■ Extracted material ■
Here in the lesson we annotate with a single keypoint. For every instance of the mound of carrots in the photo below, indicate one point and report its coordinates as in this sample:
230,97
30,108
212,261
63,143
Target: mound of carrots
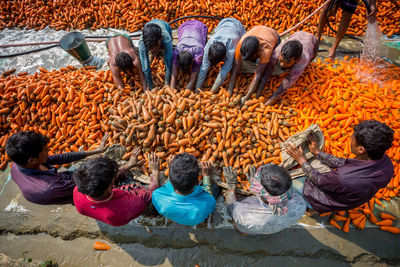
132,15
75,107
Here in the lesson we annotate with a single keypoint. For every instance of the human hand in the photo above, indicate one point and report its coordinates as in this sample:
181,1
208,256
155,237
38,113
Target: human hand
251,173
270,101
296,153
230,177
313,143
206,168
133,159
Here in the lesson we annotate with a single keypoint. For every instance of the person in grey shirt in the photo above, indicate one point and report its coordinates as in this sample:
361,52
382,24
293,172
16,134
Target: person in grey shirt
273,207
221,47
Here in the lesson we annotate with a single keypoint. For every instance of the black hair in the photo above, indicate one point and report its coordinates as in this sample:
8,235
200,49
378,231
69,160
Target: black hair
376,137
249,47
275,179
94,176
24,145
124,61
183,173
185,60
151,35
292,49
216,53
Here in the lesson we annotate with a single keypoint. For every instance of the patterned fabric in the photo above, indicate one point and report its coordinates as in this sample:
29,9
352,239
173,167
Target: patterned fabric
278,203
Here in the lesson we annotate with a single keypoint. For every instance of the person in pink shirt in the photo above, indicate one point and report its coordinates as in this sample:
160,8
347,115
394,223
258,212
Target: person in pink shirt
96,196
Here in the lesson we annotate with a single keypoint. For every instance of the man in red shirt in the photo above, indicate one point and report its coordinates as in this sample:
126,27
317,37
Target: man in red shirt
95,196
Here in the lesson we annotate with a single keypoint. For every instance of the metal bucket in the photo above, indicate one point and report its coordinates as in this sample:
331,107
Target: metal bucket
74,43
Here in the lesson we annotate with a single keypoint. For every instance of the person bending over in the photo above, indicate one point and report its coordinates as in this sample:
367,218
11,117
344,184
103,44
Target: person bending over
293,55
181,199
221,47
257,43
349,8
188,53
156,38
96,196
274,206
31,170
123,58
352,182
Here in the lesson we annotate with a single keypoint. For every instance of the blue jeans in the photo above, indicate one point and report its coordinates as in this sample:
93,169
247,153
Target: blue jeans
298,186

==

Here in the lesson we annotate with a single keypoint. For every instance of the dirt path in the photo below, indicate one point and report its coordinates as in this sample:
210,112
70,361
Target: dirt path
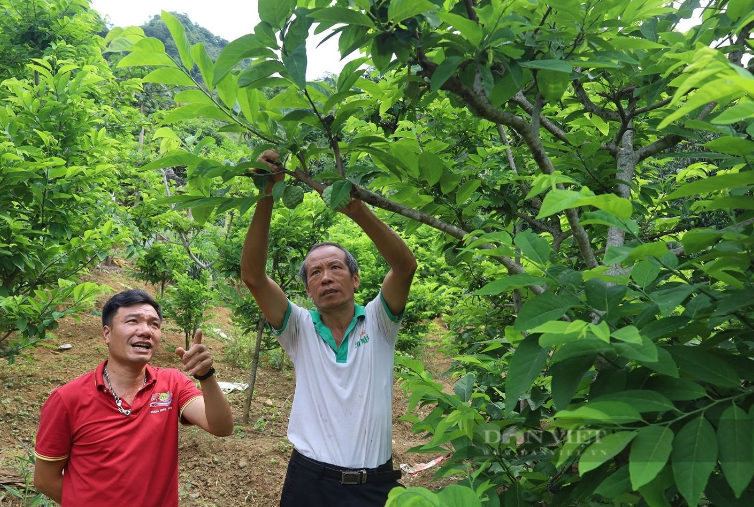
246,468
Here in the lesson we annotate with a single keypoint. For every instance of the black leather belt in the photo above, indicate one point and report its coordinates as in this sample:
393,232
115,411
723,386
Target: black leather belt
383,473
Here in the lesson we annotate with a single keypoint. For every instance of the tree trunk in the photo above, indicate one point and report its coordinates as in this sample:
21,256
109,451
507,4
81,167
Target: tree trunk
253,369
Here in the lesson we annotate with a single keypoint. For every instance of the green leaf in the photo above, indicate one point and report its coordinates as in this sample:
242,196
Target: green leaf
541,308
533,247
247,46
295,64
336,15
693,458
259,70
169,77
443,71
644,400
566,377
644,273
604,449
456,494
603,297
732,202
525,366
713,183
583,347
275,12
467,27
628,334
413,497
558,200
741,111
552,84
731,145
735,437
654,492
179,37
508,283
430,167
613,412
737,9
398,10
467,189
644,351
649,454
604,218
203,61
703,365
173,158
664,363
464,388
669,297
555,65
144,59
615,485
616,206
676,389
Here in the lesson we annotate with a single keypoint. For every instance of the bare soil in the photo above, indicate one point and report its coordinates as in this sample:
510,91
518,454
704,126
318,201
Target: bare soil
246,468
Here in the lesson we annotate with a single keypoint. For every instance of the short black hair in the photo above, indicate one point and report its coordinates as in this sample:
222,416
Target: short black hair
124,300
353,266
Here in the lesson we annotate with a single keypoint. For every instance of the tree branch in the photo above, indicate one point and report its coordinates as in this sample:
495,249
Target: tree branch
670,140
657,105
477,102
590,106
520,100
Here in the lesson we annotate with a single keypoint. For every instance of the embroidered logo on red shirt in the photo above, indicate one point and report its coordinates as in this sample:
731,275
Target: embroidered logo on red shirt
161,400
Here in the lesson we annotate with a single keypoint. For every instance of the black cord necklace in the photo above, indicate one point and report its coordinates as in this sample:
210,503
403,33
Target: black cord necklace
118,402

==

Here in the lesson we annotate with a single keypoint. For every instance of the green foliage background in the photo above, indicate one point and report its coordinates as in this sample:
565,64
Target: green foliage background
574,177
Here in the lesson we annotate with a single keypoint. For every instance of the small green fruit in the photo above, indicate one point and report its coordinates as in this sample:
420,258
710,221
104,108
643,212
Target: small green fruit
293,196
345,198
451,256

■ What is needed ■
Pull out every line of the material above that contains the word "belt".

■ Completed task ■
Here in the lesson we annotate with a single keypoint. For every instance of the black leather belt in the photo above, indicate one point and report its coordinates as in this sample:
Target: black leather belt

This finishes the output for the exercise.